start Page text

Grinnode-live / 2020-grin-bug-bash-challenge

Finding bugs in Grin-Wallet & Grin-nodes for a bounty prior to Grin fork v5.
3 stars 1 forks source link

[GRIN-NODE] Make sure v5.x nodes can still communicate with v4.x nodes #22

Closed DavidBurkett closed 3 years ago

DavidBurkett commented 3 years ago

Description: The v5.x release switched to protocol version 1000, which made some slight changes to the p2p message formats. When connecting to v4.x nodes (protocol version 2 or 3), the v5.x node should use the old protocol version when communicating with the v4.x peer.

Prerequisites: Start a v5.x node and watch the peers list for nodes with protocol version 2 and protocol version 3. Use the get peers api request to the node to export list of peers.

Expected result: Peers with protocol version 2 & peers with version 3 should occasionally connect and stay connected for a while. If no version 2 or version 3 peers connect, or if they're dropped right away, that would indicate a problem. Provide count of peers over time (from Node API outputs) to show how number of peers evolves.

marekyggdrasil commented 3 years ago

@DavidBurkett thanks for defining this test case, it looks good but I am concerned about one thing - we should make it a bit more formal. In the current form it looks difficult to document the findings and it might be hard for us to review the test results. Perhaps there is a better way of documenting connected peers so that they are being logged? Maybe using API call?

end Page text
start Items

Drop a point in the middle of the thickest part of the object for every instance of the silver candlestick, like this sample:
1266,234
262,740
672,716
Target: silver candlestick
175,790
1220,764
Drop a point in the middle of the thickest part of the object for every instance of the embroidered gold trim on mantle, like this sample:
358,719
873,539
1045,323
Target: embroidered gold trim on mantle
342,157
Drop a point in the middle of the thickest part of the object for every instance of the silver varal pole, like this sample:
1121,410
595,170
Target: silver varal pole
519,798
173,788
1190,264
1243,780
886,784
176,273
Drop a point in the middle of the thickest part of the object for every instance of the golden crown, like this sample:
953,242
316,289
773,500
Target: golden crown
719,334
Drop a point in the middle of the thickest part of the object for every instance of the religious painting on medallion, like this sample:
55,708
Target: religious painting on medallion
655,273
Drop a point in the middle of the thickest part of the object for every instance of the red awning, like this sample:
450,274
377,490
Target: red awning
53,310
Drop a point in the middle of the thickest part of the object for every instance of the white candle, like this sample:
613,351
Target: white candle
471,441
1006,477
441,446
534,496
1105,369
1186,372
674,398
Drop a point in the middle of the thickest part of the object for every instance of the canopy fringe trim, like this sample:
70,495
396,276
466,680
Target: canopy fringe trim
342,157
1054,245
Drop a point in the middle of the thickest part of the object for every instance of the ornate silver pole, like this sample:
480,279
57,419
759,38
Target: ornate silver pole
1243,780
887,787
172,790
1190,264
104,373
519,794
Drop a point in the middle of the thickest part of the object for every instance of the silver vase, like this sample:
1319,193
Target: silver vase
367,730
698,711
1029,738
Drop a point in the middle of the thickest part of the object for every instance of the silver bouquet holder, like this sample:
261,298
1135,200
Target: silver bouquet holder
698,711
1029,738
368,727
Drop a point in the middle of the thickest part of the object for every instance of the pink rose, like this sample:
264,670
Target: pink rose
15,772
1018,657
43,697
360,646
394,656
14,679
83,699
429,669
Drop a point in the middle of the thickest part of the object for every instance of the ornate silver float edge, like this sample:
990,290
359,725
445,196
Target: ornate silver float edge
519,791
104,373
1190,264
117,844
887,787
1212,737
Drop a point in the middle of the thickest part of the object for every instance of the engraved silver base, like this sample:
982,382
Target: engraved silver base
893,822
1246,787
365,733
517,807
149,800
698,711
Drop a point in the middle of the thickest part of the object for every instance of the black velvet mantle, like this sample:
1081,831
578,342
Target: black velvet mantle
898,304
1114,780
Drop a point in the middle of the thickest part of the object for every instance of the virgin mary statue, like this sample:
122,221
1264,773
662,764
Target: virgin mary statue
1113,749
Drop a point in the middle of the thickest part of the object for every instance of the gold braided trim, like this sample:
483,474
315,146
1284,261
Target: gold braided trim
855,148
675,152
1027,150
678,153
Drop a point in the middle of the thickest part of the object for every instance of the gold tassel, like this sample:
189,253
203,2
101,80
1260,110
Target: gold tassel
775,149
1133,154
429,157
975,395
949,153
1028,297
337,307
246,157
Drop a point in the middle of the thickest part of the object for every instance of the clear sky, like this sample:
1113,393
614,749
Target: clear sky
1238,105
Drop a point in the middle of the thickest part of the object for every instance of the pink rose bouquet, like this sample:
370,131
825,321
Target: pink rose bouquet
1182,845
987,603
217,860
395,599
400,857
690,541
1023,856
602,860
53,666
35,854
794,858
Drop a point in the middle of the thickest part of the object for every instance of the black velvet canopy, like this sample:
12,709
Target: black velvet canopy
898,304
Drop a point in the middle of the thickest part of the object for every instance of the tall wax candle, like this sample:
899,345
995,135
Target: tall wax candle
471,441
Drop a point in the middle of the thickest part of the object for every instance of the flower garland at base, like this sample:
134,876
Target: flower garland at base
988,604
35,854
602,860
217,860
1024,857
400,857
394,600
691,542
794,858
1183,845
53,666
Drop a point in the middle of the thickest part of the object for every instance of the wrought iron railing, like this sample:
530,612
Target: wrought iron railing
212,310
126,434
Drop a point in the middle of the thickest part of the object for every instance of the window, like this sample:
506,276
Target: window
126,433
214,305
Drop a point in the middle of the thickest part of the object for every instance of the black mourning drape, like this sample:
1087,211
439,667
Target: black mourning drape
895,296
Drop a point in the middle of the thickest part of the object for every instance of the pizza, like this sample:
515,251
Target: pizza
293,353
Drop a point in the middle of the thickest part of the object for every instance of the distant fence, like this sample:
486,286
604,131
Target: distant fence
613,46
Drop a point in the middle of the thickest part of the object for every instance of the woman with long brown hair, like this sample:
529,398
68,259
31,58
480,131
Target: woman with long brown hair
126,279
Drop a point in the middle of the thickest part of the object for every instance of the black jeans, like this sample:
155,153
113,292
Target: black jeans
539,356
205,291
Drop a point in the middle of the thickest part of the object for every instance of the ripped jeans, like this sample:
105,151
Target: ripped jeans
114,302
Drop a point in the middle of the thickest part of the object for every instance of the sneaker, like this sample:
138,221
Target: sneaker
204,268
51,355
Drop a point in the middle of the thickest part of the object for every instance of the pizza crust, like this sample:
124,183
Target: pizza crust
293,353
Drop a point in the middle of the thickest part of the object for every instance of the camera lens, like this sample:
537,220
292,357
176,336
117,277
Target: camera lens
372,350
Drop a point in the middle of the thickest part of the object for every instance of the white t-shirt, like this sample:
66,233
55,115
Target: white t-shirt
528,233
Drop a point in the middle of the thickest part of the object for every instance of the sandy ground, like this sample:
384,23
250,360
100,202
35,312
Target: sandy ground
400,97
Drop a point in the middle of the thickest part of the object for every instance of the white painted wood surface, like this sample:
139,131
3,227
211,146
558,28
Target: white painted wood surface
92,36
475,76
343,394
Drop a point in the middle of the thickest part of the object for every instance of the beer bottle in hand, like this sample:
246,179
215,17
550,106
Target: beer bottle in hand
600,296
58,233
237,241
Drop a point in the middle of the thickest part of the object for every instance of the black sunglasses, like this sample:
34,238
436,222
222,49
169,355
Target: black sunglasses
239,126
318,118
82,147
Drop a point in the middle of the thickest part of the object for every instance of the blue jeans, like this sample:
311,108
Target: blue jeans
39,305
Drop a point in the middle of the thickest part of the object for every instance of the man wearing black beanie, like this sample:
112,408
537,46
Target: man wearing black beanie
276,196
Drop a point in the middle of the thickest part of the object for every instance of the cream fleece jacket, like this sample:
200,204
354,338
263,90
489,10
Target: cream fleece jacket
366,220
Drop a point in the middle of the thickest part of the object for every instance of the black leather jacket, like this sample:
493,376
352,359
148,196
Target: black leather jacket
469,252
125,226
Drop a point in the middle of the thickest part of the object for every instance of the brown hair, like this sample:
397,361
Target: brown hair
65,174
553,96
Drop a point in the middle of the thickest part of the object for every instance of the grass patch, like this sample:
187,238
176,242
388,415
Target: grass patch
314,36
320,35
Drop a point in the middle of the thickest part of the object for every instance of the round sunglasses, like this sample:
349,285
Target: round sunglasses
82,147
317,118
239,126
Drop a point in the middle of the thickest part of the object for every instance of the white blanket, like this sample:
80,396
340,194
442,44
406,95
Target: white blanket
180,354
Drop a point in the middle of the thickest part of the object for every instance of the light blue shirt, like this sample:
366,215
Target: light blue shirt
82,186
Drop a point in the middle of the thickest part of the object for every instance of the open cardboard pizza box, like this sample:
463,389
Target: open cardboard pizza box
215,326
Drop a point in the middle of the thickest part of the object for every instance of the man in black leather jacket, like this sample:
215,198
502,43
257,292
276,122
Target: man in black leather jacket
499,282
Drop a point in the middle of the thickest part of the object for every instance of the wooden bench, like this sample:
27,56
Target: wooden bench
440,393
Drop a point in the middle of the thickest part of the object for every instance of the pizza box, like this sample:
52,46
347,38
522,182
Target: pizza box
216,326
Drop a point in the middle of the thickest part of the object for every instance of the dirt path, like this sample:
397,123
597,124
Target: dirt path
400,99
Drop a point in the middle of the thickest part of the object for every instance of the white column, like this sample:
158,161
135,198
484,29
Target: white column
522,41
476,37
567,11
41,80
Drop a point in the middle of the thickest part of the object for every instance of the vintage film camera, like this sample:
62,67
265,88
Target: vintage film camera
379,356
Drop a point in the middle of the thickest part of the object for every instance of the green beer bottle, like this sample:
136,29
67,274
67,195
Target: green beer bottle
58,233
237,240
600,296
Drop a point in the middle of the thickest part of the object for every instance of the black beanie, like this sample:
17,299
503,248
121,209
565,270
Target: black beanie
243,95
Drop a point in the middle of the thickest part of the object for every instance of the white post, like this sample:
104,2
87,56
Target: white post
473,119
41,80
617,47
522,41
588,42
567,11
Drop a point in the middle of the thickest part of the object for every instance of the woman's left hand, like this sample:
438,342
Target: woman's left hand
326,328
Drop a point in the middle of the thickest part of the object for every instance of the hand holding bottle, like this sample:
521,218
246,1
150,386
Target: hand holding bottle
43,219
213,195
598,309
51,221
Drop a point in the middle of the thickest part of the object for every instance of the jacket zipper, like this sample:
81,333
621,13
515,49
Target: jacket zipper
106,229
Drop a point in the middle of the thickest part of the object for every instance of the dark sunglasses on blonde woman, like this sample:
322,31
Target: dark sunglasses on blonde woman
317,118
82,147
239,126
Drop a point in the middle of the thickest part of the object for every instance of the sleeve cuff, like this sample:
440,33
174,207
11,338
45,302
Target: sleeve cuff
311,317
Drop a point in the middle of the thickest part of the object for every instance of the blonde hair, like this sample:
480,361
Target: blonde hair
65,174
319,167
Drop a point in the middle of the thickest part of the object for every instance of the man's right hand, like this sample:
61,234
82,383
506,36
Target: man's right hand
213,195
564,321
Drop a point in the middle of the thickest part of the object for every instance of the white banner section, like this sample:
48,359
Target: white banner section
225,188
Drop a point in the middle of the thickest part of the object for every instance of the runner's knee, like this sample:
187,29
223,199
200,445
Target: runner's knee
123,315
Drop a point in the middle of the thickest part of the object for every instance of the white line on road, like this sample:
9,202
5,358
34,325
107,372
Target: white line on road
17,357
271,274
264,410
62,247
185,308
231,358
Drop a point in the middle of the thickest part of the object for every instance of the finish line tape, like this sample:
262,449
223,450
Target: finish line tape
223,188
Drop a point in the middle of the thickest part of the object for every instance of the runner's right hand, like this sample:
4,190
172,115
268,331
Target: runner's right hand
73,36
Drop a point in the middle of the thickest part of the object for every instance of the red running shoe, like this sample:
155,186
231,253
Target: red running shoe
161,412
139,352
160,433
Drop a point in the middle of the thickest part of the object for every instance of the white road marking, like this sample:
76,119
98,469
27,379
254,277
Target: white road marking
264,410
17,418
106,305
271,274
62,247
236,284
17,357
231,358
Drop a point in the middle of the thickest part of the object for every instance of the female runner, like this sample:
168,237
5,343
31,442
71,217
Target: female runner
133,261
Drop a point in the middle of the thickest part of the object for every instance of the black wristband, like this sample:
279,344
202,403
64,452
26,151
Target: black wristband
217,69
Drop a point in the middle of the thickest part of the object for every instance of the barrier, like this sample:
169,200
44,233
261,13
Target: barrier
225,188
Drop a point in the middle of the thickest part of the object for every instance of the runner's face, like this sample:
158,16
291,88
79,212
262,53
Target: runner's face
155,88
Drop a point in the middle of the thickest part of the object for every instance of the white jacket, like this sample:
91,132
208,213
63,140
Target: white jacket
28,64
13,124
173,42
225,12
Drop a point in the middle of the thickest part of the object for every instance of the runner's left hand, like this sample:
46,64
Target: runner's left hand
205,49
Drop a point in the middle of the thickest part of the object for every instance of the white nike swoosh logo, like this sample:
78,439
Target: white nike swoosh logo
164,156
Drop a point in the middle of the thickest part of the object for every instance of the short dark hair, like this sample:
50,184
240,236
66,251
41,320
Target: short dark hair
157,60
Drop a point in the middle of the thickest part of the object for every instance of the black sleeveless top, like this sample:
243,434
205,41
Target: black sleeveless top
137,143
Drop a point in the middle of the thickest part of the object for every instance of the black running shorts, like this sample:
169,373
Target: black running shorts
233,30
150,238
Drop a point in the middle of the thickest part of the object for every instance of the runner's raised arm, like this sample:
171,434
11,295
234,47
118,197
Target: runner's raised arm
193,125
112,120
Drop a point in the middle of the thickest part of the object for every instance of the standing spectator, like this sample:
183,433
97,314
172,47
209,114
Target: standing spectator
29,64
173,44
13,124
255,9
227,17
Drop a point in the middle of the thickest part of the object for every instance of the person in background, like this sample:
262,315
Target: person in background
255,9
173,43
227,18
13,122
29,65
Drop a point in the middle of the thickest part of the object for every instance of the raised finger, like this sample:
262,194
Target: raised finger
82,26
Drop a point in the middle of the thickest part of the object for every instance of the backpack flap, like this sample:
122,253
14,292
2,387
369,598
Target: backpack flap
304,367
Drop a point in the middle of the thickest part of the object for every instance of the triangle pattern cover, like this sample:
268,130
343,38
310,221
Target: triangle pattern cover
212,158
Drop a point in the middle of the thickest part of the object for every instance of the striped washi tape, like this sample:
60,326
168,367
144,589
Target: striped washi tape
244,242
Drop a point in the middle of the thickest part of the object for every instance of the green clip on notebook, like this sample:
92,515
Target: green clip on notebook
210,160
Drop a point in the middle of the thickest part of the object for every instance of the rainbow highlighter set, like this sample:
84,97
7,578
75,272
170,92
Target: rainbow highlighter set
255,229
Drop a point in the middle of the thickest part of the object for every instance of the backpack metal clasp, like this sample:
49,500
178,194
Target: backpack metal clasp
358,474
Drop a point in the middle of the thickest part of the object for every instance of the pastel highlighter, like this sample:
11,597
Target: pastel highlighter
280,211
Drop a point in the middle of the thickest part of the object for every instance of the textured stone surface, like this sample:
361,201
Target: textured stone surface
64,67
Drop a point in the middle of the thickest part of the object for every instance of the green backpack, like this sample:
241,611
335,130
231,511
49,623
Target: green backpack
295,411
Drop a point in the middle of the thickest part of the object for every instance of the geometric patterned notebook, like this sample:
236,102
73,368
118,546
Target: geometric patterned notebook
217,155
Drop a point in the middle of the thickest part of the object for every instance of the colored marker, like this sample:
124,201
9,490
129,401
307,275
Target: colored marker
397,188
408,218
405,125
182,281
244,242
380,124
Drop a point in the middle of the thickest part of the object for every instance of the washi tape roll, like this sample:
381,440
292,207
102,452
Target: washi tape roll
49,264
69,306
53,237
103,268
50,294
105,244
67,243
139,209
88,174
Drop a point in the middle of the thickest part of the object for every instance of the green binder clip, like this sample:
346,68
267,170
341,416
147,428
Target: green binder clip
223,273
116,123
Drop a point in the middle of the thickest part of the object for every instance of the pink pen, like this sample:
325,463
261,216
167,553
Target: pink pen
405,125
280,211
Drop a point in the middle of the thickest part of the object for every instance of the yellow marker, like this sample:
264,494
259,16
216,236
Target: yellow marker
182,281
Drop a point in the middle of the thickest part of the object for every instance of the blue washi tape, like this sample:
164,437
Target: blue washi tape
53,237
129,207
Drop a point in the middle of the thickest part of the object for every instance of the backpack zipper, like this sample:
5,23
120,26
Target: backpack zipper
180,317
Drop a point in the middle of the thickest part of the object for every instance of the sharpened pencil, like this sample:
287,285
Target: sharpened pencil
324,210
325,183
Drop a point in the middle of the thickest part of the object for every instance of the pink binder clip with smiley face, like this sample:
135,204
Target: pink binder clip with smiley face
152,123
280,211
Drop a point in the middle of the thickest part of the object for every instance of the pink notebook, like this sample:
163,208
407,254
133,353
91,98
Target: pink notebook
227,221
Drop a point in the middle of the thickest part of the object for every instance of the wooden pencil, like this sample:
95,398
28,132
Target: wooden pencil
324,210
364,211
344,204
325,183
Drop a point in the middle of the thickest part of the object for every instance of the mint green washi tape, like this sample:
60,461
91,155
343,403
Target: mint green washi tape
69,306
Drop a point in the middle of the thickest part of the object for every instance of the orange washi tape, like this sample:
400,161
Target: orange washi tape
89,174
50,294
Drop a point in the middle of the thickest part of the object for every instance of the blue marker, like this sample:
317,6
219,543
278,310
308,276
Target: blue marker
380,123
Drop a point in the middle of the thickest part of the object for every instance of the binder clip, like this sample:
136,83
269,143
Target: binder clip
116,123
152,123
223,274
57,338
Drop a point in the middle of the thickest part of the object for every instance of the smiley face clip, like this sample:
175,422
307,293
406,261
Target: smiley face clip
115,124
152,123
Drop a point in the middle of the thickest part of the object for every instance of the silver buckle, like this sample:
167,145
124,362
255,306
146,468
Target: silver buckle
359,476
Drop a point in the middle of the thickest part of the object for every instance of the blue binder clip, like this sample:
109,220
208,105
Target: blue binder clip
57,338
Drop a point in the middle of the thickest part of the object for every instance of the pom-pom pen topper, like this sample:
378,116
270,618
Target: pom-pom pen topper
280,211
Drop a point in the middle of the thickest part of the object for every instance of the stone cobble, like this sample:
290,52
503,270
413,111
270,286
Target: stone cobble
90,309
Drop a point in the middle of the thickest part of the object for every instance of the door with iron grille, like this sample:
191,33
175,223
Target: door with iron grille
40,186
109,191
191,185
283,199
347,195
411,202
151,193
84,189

end Items

## Stated exercise
Extend the thread about v5.x Grin nodes talking to v4.x nodes, picking up after its final comment.

## Result below
goyle commented 3 years ago

Description

The Grin node v4.1.0 release switched to protocol version 1000, which made some slight changes to the p2p message formats. When connecting to v4.0.x nodes (protocol version 2 or 3), the v5.0.x node should use the old protocol version when communicating with the v4.0.x peer. To prevent splitting the network during the hard fork, the v5.x nodes will not switch to version 2000 until the v5.1.0 release.

See here for more info on the protocol phasing process: https://github.com/mimblewimble/docs/wiki/P2P-Protocol#phasing-out-old-peers

Prerequisites

Start a v5.x node and watch the peers list for nodes with protocol version 2 and protocol version 3. Use the get_peers api request to the node to export list of peers.

Expected Result

Peers with protocol version 2 or version 3 should occasionally connect and stay connected for a while. If no version 2 or version 3 peers connect, or if they're dropped right away, that would indicate a problem. Provide count of peers over time from Node API outputs to show how number of peers evolves.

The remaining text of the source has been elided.